Given data
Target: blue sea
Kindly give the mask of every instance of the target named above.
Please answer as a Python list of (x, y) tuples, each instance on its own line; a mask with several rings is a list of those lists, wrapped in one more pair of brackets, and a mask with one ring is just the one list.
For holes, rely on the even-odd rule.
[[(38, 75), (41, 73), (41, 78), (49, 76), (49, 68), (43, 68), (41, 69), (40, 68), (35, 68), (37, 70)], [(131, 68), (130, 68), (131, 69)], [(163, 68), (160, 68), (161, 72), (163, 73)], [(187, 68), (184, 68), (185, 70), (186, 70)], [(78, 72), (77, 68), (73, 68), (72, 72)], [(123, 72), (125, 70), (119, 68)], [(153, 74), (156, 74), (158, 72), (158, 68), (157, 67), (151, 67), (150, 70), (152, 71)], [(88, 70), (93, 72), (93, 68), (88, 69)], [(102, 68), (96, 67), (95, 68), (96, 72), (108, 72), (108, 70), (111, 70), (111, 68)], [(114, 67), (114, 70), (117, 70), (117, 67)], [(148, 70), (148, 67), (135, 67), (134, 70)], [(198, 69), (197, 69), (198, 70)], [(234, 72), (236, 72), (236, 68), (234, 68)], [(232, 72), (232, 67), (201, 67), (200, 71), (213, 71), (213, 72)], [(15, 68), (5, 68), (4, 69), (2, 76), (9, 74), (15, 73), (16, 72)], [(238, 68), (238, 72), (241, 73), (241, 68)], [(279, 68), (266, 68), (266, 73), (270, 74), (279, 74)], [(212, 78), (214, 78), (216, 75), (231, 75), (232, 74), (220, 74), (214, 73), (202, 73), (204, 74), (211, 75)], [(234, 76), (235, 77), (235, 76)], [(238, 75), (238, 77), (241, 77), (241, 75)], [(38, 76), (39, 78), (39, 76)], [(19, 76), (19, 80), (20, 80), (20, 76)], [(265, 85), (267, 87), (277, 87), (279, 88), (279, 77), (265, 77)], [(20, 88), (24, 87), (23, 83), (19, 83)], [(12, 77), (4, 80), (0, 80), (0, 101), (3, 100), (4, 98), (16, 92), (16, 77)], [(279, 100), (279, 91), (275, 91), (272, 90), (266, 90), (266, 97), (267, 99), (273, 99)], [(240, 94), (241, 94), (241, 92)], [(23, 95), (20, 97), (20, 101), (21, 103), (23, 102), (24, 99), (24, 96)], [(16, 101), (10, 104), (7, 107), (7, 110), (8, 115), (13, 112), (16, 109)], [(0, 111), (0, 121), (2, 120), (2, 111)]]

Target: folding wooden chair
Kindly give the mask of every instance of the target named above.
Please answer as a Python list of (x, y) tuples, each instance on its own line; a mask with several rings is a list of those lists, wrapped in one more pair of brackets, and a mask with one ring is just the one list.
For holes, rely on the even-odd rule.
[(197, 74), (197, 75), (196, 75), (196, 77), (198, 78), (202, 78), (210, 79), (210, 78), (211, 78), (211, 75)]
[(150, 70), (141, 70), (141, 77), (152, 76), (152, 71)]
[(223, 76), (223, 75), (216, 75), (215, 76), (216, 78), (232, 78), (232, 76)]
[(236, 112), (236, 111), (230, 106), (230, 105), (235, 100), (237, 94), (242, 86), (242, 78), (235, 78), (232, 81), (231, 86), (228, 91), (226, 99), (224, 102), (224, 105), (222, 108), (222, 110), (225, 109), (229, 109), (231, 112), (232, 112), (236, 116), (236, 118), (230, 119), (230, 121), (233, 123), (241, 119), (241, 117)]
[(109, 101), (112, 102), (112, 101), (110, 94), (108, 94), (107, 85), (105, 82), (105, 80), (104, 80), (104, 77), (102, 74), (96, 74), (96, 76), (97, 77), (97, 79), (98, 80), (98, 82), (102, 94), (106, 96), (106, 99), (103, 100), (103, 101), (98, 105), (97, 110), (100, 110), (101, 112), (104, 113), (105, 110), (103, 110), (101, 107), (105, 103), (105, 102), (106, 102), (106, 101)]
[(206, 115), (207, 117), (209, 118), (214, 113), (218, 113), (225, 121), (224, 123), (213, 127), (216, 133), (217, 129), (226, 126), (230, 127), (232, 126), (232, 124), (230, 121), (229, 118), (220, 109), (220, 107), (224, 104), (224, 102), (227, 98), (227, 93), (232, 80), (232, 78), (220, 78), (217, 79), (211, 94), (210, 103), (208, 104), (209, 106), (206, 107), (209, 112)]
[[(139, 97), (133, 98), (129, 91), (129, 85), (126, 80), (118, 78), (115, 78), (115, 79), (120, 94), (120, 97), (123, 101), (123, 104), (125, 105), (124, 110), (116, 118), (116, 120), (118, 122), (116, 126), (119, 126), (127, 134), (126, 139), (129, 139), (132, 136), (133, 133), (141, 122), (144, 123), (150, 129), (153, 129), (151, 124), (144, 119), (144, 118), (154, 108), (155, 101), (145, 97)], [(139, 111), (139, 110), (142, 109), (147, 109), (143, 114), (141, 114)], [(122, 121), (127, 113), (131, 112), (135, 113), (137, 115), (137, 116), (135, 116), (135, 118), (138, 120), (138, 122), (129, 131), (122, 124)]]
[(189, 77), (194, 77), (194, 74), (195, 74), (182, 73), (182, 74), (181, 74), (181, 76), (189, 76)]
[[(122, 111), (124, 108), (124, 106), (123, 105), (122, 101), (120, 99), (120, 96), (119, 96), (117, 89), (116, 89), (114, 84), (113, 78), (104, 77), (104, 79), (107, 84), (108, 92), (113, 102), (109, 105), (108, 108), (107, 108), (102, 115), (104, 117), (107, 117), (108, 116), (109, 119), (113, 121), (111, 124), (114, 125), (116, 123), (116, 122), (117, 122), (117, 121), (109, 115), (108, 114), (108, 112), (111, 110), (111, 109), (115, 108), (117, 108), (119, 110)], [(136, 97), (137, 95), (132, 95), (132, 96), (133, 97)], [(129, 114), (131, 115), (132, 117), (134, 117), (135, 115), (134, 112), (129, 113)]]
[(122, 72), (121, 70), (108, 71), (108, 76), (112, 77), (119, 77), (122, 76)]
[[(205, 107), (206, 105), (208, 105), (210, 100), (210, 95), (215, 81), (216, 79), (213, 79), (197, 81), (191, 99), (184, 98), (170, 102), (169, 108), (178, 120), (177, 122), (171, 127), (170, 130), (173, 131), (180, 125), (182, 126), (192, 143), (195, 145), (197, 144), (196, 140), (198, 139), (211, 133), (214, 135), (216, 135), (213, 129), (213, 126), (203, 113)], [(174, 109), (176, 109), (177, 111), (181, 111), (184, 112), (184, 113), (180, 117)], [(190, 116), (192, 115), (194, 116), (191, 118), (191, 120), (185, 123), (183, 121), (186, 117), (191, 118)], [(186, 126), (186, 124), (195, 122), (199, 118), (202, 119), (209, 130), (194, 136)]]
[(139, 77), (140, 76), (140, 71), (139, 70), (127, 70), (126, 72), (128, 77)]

The exercise
Quote all of the items above verbatim, keeping every line in its original order and form.

Solution to this exercise
Target: blue sea
Kindly give the mask of every instance of the target named above.
Please answer as a Python list of (x, y) tuples, each instance on its own line; a mask with several rings is a list of those lists, wrapped in one more pair of brackets, and a mask with one ring is just the one list.
For holes, rely on the even-odd rule.
[[(38, 75), (41, 73), (41, 78), (49, 76), (49, 68), (43, 68), (41, 69), (40, 68), (35, 68), (37, 70)], [(131, 68), (130, 68), (131, 69)], [(163, 68), (160, 68), (161, 72), (163, 73)], [(187, 68), (184, 68), (185, 70), (186, 70)], [(78, 72), (77, 68), (73, 68), (72, 72)], [(123, 72), (125, 70), (119, 68)], [(153, 74), (156, 74), (158, 72), (158, 68), (157, 67), (151, 67), (150, 70), (152, 71)], [(88, 70), (93, 72), (93, 68), (88, 69)], [(102, 68), (96, 67), (95, 68), (96, 72), (108, 72), (108, 70), (111, 70), (111, 68)], [(114, 67), (114, 70), (117, 70), (117, 67)], [(148, 70), (148, 67), (135, 67), (134, 70)], [(198, 69), (197, 69), (198, 70)], [(234, 72), (236, 72), (236, 68), (234, 68)], [(232, 72), (232, 67), (201, 67), (200, 71), (213, 71), (213, 72)], [(15, 68), (5, 68), (4, 69), (2, 76), (9, 74), (15, 73), (16, 72)], [(238, 68), (238, 72), (241, 73), (241, 68)], [(279, 68), (266, 68), (266, 73), (270, 74), (279, 74)], [(212, 78), (214, 78), (216, 75), (231, 75), (232, 74), (220, 74), (214, 73), (202, 73), (204, 74), (211, 75)], [(234, 76), (235, 77), (235, 76)], [(238, 75), (238, 77), (241, 77), (241, 75)], [(38, 76), (39, 78), (39, 76)], [(19, 76), (19, 80), (20, 80), (20, 76)], [(265, 85), (267, 87), (277, 87), (279, 88), (279, 77), (265, 77)], [(20, 88), (24, 87), (23, 83), (19, 83)], [(12, 77), (4, 80), (0, 80), (0, 101), (3, 100), (4, 98), (16, 92), (16, 77)], [(279, 100), (279, 91), (275, 91), (272, 90), (266, 90), (266, 97), (267, 99), (273, 99)], [(240, 94), (241, 94), (241, 92)], [(23, 95), (20, 97), (20, 101), (21, 103), (23, 102), (24, 99), (24, 96)], [(16, 101), (10, 104), (7, 107), (7, 110), (8, 115), (13, 112), (16, 109)], [(0, 111), (0, 121), (2, 120), (2, 111)]]

Target: folding wooden chair
Kindly give the mask of every instance of the target named above.
Please answer as a Python list of (x, y) tuples, each instance on its own line; a mask with several rings is a list of those lists, wrapped in one more pair of brackets, and a mask with one ring is just the one list.
For holes, rely on the even-odd rule.
[(197, 74), (197, 75), (196, 75), (196, 77), (198, 78), (202, 78), (210, 79), (210, 78), (211, 78), (211, 75)]
[(150, 70), (141, 70), (141, 77), (152, 76), (152, 71)]
[(223, 76), (223, 75), (216, 75), (215, 76), (216, 78), (232, 78), (232, 76)]
[(236, 112), (236, 111), (230, 106), (230, 105), (235, 100), (237, 94), (242, 86), (242, 78), (235, 78), (232, 81), (231, 86), (228, 91), (226, 99), (224, 102), (224, 105), (222, 108), (222, 110), (225, 109), (229, 109), (231, 112), (232, 112), (236, 116), (236, 118), (230, 119), (230, 121), (233, 123), (241, 119), (241, 117)]
[(109, 101), (112, 102), (112, 101), (110, 94), (108, 94), (107, 85), (105, 82), (105, 80), (104, 80), (104, 77), (102, 74), (96, 74), (96, 76), (97, 77), (97, 79), (98, 80), (98, 82), (102, 94), (106, 96), (106, 99), (103, 100), (103, 101), (98, 105), (97, 110), (100, 110), (101, 112), (104, 113), (105, 110), (103, 110), (101, 107), (105, 103), (105, 102), (106, 102), (106, 101)]
[(206, 115), (207, 117), (209, 118), (214, 113), (218, 113), (225, 121), (224, 123), (213, 127), (216, 133), (217, 129), (226, 126), (230, 127), (232, 126), (232, 124), (230, 121), (229, 118), (220, 109), (220, 107), (224, 104), (224, 102), (227, 98), (227, 93), (232, 80), (232, 78), (220, 78), (217, 79), (211, 94), (210, 103), (208, 104), (209, 106), (206, 107), (209, 112)]
[[(139, 97), (133, 98), (129, 91), (129, 85), (126, 80), (118, 78), (115, 78), (115, 79), (120, 94), (120, 97), (123, 101), (123, 104), (125, 105), (124, 110), (116, 118), (116, 120), (118, 122), (116, 126), (119, 126), (127, 134), (126, 139), (129, 139), (132, 136), (133, 133), (141, 122), (144, 123), (150, 129), (153, 129), (151, 124), (144, 119), (144, 118), (154, 108), (155, 101), (145, 97)], [(139, 111), (139, 110), (142, 109), (147, 109), (143, 114), (141, 114)], [(122, 121), (127, 113), (131, 112), (135, 113), (137, 115), (137, 116), (135, 116), (135, 118), (138, 120), (138, 122), (129, 131), (122, 124)]]
[(189, 77), (194, 77), (194, 74), (195, 74), (182, 73), (182, 74), (181, 74), (181, 76), (189, 76)]
[[(122, 111), (124, 108), (124, 106), (123, 105), (122, 101), (120, 99), (120, 96), (119, 96), (117, 89), (116, 89), (114, 84), (113, 78), (104, 77), (104, 79), (107, 84), (108, 92), (113, 102), (109, 105), (108, 108), (107, 108), (102, 115), (104, 117), (107, 117), (108, 116), (109, 119), (113, 121), (111, 124), (114, 125), (116, 123), (116, 122), (117, 122), (117, 121), (109, 115), (108, 114), (108, 112), (111, 110), (111, 109), (115, 108), (117, 108), (119, 110)], [(136, 97), (137, 95), (132, 95), (132, 96), (133, 97)], [(129, 114), (131, 115), (132, 117), (134, 117), (135, 115), (134, 112), (129, 113)]]
[(122, 72), (121, 70), (108, 71), (108, 76), (112, 77), (119, 77), (122, 76)]
[[(205, 107), (206, 105), (208, 105), (210, 100), (210, 95), (215, 81), (216, 79), (213, 79), (197, 81), (191, 99), (184, 98), (170, 102), (169, 108), (178, 120), (177, 122), (171, 127), (170, 130), (173, 131), (180, 125), (182, 126), (192, 143), (195, 145), (197, 144), (196, 140), (198, 139), (211, 133), (214, 135), (216, 135), (213, 129), (213, 126), (203, 113)], [(174, 109), (176, 109), (177, 111), (181, 111), (184, 112), (184, 113), (180, 117)], [(190, 116), (192, 115), (194, 116), (191, 118), (191, 120), (185, 123), (183, 121), (186, 117), (191, 118)], [(186, 126), (186, 124), (195, 122), (199, 118), (202, 119), (209, 130), (194, 136)]]
[(139, 77), (140, 76), (140, 71), (139, 70), (127, 70), (126, 72), (128, 77)]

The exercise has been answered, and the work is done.